──────── Records to use
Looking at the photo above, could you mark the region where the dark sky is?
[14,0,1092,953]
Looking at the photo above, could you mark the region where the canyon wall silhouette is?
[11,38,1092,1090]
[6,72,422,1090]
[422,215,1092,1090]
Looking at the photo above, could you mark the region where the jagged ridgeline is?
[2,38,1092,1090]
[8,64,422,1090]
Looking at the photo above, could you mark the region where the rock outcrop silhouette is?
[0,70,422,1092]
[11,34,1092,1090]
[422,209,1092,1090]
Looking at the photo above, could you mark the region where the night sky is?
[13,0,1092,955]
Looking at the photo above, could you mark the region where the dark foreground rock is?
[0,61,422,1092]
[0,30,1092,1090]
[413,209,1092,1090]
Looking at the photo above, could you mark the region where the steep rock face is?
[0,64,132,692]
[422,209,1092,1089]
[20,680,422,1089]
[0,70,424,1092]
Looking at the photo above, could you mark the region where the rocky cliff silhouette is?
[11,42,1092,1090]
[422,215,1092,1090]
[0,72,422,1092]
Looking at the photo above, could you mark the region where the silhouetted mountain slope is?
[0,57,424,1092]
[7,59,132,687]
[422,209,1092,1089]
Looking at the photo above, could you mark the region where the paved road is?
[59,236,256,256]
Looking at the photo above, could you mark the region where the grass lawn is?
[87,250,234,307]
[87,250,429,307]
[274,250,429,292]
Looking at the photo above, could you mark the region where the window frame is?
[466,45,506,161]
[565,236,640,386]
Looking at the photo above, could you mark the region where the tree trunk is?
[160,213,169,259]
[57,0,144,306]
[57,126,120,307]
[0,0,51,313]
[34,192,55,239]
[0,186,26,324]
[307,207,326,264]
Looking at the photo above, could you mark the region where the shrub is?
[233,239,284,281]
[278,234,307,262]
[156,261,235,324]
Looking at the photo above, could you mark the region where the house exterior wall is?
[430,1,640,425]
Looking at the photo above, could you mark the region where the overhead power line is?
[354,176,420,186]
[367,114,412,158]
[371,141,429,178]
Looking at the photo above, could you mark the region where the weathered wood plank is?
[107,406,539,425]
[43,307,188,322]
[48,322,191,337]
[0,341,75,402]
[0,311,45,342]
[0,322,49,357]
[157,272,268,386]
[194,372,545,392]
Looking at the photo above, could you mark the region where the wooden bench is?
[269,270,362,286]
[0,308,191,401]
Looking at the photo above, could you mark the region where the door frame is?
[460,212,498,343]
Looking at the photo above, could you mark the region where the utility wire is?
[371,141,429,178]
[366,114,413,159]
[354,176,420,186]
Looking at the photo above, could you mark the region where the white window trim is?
────────────────
What to do:
List every line of the listing above that contains the word "wall".

Reply:
Looking at the photo above, could you mark the region where the canyon wall silhouette is?
Looking at the photo above, could you mark the region where the house exterior wall is?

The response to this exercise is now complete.